*Problem to solve*
Please write out the lines below with no changes, starting with the line that contains "Identify each instance of the weathered" and continuing through the final line.
________________________
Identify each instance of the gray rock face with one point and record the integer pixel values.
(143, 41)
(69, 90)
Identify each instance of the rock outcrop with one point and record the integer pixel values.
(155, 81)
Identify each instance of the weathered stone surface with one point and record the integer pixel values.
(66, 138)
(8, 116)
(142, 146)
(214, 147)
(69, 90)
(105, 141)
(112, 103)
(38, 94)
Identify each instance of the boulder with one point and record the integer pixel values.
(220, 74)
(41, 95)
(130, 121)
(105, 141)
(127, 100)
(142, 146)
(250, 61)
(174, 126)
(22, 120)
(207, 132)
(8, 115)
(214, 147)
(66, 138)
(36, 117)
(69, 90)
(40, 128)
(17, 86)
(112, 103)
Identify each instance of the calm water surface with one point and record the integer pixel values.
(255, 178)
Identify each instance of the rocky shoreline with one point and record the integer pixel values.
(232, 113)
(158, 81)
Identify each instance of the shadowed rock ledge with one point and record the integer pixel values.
________________________
*Solution below*
Identify each instance of the weathered stone surface with one point and record the integer pixel values.
(66, 138)
(8, 116)
(142, 146)
(214, 147)
(69, 90)
(105, 141)
(112, 103)
(38, 94)
Identify each instance of the boulder with one point and record the integer pixel values.
(220, 74)
(41, 95)
(130, 121)
(105, 141)
(127, 100)
(142, 146)
(250, 61)
(174, 126)
(22, 120)
(207, 132)
(8, 115)
(214, 147)
(66, 138)
(36, 117)
(69, 90)
(40, 128)
(17, 86)
(112, 103)
Identify each instance of the calm water surface with one point and record the integer pixel values.
(255, 178)
Identify each instance of the rocky shoreline with one point and record the integer pixel values.
(232, 113)
(158, 81)
Identify each instance of the shadowed rock ledge with one point and record the integer pixel values.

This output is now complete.